For example Maße and Masse are 2 different words with 2 different meanings.
Masse = mass and Maße = measures.
... sorry I could not resist ;).

But worse than the Western European Languages are the Eastern European
Languages (Polish or Czech) and Turk where you can find an accent or
anything else on almost every character. If you have to handle this moving
to Unicode is a good idea.

Mit freundlichen Grüßen / Best regards

Birgitta Hauser

"Shoot for the moon, even if you miss, you'll land among the stars." (Les
Brown)
"If you think education is expensive, try ignorance." (Derek Bok)
"What is worse than training your staff and losing them? Not training them
and keeping them!"

-----Ursprüngliche Nachricht-----
Von: rpg400-l-bounces@xxxxxxxxxxxx [mailto:rpg400-l-bounces@xxxxxxxxxxxx] Im
Auftrag von James H. H. Lampert
Gesendet: Wednesday, 24. June 2009 00:05
An: RPG programming on the IBM i / System i
Betreff: Re: Validate client name

Capital letters A-Z might not be sufficient though. What about
valid characters like É and Ç? (E accent egu, C cedille)

| INFORMATION SHOWN |
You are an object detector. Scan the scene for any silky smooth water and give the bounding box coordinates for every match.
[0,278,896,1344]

| SHORT PROBLEM 1 |
In the email about accented characters, what is the English meaning given for Maße?
| SHORT PROBLEM 2 |
Carry on writing the email about accented characters, picking up after its final line.

| EXPECTED ANSWER 1 |
Measures.

| EXPECTED ANSWER 2 |
That's OK. The screens limit the user to upper case letters and in
<correct> French, accents are not used on upper case.

As I recall hearing, accented uppercase characters are used in Canadian
French. The extent to which they are used, I don't know.

My understanding is that in French, the presence or absence of a
diacritical does not change the meaning of a word. Whereas in German,
A-umlaut, O-umlaut and U-umlaut are considered separate letters from A,
O, and U, and are short forms of the AE, OE, and UE diphthongs, and
therefore the presence or absence of an umlaut (e.g., schon, already vs.
schoen, beautiful). (And the "es-zett" glyph, that's so easily mistaken
for a beta, is actually an "ss" ligature, superimposing a long-s upon a
terminal-s.)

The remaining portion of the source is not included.